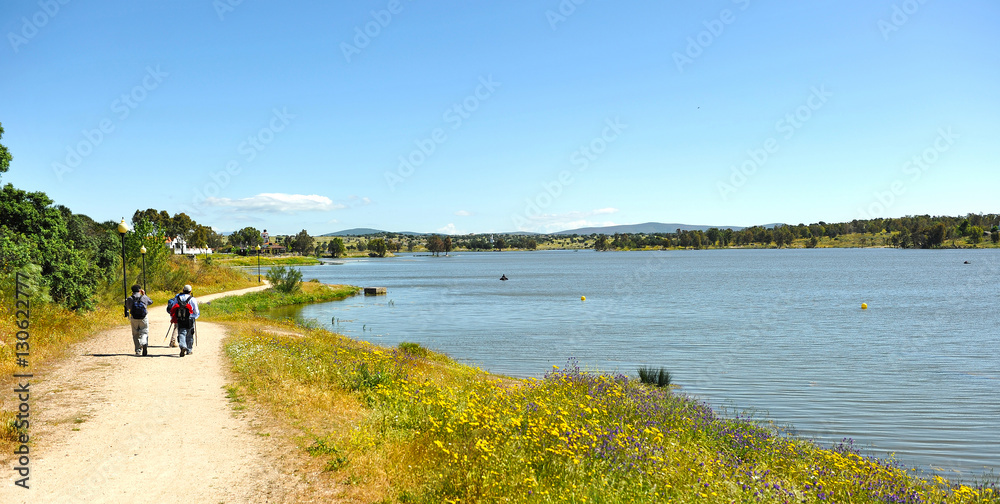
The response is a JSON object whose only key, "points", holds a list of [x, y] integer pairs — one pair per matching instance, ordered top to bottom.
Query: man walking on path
{"points": [[136, 305], [183, 309]]}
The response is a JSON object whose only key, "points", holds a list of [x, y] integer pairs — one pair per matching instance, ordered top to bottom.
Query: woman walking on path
{"points": [[138, 317]]}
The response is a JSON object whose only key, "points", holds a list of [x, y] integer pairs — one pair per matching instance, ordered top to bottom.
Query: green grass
{"points": [[251, 260], [235, 307], [53, 328]]}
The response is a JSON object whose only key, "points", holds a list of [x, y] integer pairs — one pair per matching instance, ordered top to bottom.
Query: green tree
{"points": [[5, 157], [160, 219], [31, 220], [181, 225], [976, 234], [935, 236], [247, 237], [302, 243], [601, 243], [435, 245], [336, 247], [286, 280]]}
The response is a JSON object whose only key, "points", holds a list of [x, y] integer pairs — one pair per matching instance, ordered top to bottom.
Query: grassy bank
{"points": [[251, 260], [236, 307], [53, 328], [408, 425]]}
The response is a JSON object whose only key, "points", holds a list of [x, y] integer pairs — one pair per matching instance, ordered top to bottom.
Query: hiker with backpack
{"points": [[136, 305], [183, 309]]}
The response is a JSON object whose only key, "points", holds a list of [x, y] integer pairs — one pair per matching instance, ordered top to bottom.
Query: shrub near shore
{"points": [[54, 328], [407, 425]]}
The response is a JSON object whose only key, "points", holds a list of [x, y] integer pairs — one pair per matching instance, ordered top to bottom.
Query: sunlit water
{"points": [[778, 332]]}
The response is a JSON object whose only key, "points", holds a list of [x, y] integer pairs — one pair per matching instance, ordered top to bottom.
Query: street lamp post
{"points": [[122, 229], [143, 250], [258, 263]]}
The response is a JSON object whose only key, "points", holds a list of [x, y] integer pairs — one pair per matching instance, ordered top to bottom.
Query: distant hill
{"points": [[645, 228], [369, 231], [356, 232]]}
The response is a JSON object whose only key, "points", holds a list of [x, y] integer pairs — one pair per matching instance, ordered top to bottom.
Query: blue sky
{"points": [[498, 116]]}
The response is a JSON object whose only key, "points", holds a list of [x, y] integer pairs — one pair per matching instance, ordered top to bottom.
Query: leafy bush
{"points": [[286, 280], [412, 349], [659, 377]]}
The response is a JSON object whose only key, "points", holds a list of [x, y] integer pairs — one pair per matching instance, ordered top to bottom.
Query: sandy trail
{"points": [[113, 427]]}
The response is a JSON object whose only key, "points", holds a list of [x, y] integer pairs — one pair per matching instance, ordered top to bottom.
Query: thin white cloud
{"points": [[355, 200], [278, 203], [551, 223]]}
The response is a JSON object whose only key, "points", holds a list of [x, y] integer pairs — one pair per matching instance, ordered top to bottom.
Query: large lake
{"points": [[778, 332]]}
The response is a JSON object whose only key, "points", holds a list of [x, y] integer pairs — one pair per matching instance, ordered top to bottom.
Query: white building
{"points": [[179, 246]]}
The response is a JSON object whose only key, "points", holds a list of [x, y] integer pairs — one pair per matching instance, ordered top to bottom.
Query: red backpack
{"points": [[181, 312]]}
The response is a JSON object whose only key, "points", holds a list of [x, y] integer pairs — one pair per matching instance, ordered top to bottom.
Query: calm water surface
{"points": [[778, 332]]}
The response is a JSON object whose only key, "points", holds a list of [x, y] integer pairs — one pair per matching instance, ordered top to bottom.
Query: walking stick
{"points": [[170, 328]]}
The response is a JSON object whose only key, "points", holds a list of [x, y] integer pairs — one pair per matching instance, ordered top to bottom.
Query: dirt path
{"points": [[113, 427]]}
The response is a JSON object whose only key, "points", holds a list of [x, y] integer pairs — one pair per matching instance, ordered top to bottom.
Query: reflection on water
{"points": [[778, 331]]}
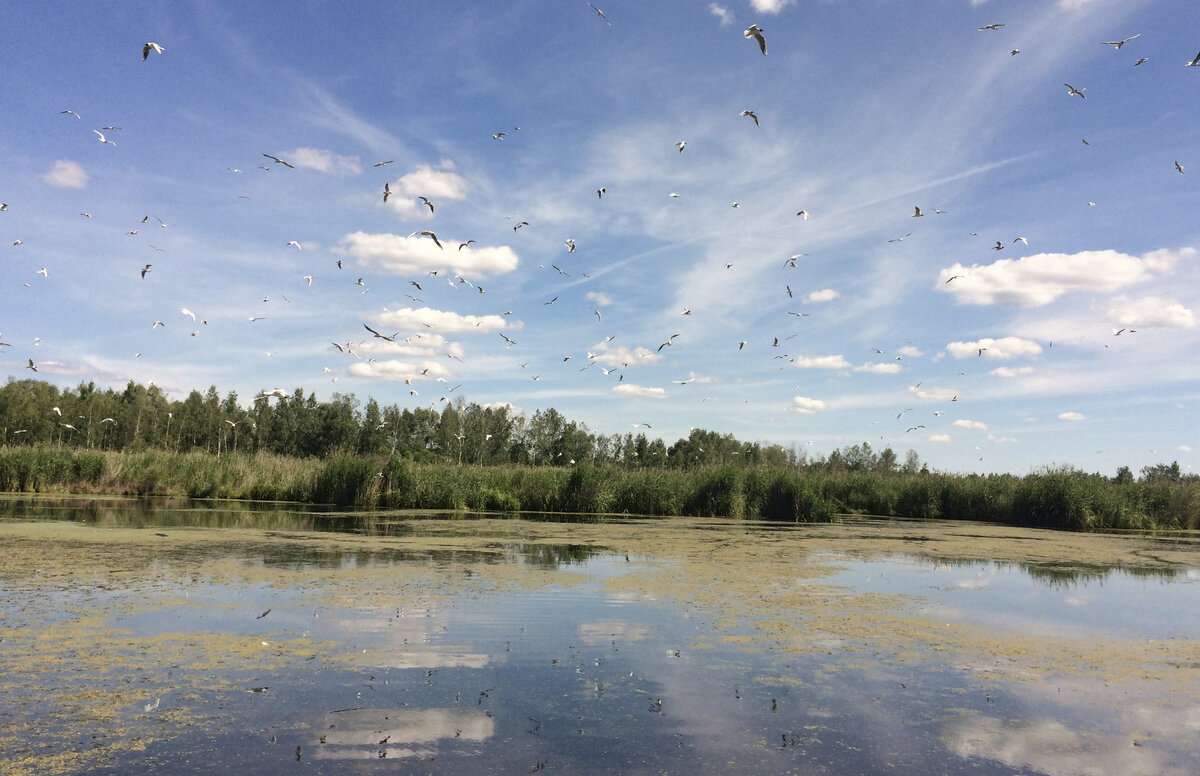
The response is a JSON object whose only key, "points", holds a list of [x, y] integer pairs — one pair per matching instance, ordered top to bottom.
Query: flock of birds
{"points": [[402, 341]]}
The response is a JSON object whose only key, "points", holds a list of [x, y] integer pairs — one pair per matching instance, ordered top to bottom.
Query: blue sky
{"points": [[865, 112]]}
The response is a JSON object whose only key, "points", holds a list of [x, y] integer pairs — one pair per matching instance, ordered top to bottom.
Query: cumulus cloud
{"points": [[769, 6], [721, 13], [323, 161], [66, 175], [435, 185], [418, 254], [1038, 280], [823, 295], [1150, 311], [437, 320], [989, 348], [622, 356], [840, 362], [396, 371], [1011, 372], [629, 389], [805, 405]]}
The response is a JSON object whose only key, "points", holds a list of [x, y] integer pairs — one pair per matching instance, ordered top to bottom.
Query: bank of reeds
{"points": [[1051, 498]]}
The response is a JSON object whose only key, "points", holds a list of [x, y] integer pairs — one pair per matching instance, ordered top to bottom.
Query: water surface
{"points": [[191, 638]]}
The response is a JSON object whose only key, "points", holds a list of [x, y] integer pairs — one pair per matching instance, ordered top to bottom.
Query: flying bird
{"points": [[600, 13], [755, 31], [1117, 44], [279, 161]]}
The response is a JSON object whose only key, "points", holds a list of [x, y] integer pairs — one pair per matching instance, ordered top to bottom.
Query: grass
{"points": [[1051, 498]]}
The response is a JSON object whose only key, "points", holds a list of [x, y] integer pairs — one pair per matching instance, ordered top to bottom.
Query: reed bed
{"points": [[1051, 498]]}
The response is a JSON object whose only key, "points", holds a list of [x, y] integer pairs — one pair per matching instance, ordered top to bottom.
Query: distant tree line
{"points": [[142, 417]]}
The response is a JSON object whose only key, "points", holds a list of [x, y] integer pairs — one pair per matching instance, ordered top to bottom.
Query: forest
{"points": [[468, 457]]}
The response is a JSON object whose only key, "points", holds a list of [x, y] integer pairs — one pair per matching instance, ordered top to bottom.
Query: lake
{"points": [[181, 637]]}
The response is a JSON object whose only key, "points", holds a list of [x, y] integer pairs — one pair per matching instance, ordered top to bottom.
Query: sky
{"points": [[617, 238]]}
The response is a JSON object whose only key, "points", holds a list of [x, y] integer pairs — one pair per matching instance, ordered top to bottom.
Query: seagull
{"points": [[600, 13], [755, 31], [1117, 44], [279, 161], [426, 233]]}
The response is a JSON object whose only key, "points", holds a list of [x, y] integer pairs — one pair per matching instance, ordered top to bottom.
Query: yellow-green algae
{"points": [[75, 681]]}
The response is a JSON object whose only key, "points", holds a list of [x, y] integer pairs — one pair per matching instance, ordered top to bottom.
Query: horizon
{"points": [[990, 270]]}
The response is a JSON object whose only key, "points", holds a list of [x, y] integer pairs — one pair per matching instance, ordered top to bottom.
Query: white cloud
{"points": [[769, 6], [721, 13], [323, 161], [66, 175], [435, 185], [417, 254], [1041, 278], [823, 295], [1150, 311], [425, 318], [989, 348], [622, 356], [822, 362], [887, 367], [399, 370], [1011, 372], [629, 389], [934, 395], [805, 405]]}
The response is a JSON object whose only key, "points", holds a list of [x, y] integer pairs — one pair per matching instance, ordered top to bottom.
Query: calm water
{"points": [[282, 641]]}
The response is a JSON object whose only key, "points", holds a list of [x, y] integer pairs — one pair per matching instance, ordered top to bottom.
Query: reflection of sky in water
{"points": [[1007, 596], [465, 674]]}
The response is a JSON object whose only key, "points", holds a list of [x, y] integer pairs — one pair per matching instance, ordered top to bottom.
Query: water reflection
{"points": [[510, 647]]}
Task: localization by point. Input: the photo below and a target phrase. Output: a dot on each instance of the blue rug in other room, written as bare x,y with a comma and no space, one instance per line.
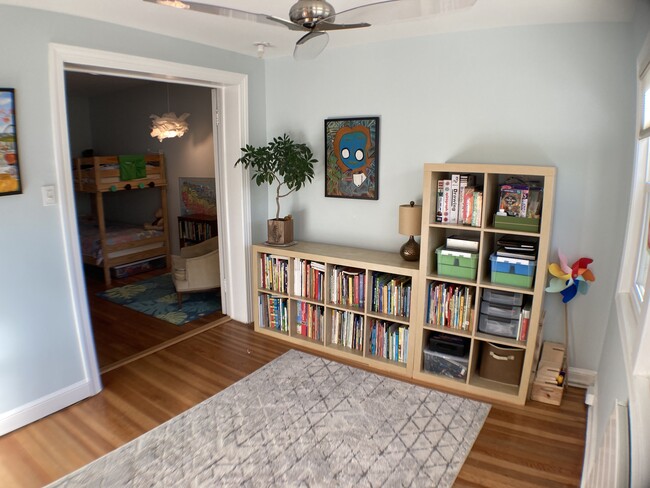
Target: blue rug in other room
157,297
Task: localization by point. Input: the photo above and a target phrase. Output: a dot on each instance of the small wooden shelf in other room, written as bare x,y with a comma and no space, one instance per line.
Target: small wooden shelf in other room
193,229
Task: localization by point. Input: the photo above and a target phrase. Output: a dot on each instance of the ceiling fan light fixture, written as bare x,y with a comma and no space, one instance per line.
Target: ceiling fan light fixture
308,12
173,3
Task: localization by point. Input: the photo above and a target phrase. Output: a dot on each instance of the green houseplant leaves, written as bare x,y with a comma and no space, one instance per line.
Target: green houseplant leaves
282,161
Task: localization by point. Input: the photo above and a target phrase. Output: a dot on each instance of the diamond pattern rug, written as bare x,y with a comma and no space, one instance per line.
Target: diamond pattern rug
157,297
302,421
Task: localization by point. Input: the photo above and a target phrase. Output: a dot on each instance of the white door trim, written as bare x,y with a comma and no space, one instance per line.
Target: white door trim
233,187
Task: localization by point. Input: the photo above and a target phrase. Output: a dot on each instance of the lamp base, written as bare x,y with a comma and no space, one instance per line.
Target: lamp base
410,251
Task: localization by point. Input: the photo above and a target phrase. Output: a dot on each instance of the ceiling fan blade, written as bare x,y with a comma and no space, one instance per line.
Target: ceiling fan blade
228,12
390,11
310,45
324,25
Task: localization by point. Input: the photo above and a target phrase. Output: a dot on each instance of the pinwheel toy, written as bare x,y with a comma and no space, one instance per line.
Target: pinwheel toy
570,280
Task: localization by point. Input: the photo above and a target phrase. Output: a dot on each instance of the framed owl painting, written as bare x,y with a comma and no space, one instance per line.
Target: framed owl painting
352,158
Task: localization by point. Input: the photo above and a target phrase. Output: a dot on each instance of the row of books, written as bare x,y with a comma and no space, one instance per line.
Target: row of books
520,200
274,273
309,279
194,231
273,312
347,286
389,340
347,329
310,320
459,201
450,305
391,294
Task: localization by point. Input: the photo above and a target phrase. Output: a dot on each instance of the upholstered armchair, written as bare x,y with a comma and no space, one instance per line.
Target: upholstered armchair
197,268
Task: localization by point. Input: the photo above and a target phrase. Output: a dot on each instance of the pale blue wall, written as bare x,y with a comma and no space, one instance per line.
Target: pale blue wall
39,349
550,95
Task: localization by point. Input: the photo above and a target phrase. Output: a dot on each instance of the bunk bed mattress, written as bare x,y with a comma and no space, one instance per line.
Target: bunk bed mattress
116,233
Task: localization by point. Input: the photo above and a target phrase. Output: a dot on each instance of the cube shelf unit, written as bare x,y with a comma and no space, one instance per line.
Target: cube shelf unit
434,234
321,296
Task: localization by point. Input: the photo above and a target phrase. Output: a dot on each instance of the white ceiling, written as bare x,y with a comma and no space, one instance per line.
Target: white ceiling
240,35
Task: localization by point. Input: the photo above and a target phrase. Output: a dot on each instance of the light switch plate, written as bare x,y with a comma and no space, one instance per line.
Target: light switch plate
49,195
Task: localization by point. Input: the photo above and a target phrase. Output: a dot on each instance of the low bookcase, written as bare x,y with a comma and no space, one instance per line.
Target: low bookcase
350,302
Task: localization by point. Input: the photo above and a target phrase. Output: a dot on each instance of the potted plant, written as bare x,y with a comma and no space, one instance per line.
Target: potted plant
287,163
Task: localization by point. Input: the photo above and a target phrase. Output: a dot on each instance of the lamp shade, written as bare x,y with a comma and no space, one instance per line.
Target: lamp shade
410,218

════

What you need to do: In the listing above, find the line containing "low bookcase, written", then reproduce it and each line after it through the end, exactly and with nothing added.

Solution for this exercise:
Task: localization by point. Input: the photo above and a target phrase. Output: a dot on each instance of the low bookcase, written as bare x,y with a comma and no space, one instance per line.
Target: low bookcase
350,302
Task: localization by point. Input: the photo above and a target phrase. Output: a dot on each instance of the potted plant, written as bare x,y with a comma and no space, one instance per line.
Target: potted plant
287,163
Task: localization by point. Input: the photo above and a target phrase. Output: a dot on each instance of the lamp shade, written as bare x,y with a comma and no space, one instance per line.
Target: lamp shade
410,218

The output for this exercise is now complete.